● Entries from a point labeling set
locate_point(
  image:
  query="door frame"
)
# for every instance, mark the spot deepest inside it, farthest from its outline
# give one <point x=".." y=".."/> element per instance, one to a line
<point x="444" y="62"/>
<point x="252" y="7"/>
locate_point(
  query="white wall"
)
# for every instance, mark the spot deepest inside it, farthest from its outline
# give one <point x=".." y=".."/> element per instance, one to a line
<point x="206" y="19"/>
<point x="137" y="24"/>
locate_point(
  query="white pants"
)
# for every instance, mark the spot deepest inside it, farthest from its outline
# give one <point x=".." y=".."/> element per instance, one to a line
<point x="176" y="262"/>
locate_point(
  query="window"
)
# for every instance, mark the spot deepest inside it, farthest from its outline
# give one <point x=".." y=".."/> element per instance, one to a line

● WHAT IS NEEDED
Lay out every line of the entries above as a Markdown table with the columns "Row" and "Line," numbering the rows in order and omitting blank lines.

● SOLUTION
| Row | Line |
|---|---|
| 1 | locate_point( |
| 2 |   image: |
| 3 |   query="door frame" |
| 4 | ) |
| 5 | # for every instance, mark the spot deepest inside it, farthest from its outline |
| 6 | # give one <point x=".." y=".."/> element per instance, one to a line |
| 7 | <point x="444" y="62"/> |
| 8 | <point x="252" y="7"/> |
| 9 | locate_point( |
| 10 |   query="white wall" |
| 11 | ) |
| 12 | # for every instance, mark the spot deepest inside it, farthest from its outline |
| 13 | # give one <point x=".." y=".."/> element per instance, one to a line |
| 14 | <point x="206" y="19"/> |
| 15 | <point x="137" y="24"/> |
| 16 | locate_point( |
| 17 |   query="white pants" |
| 18 | ) |
| 19 | # for every instance, mark the spot deepest inside it, farthest from its outline |
| 20 | # give one <point x=".." y=".."/> element per instance, one to a line |
| 21 | <point x="176" y="262"/> |
| 22 | locate_point( |
| 23 |   query="window" |
| 24 | ) |
| 25 | # for every instance, mark the spot deepest inside it, farthest from its outline |
| 26 | # give one <point x=".." y=".."/> element per instance, one to a line |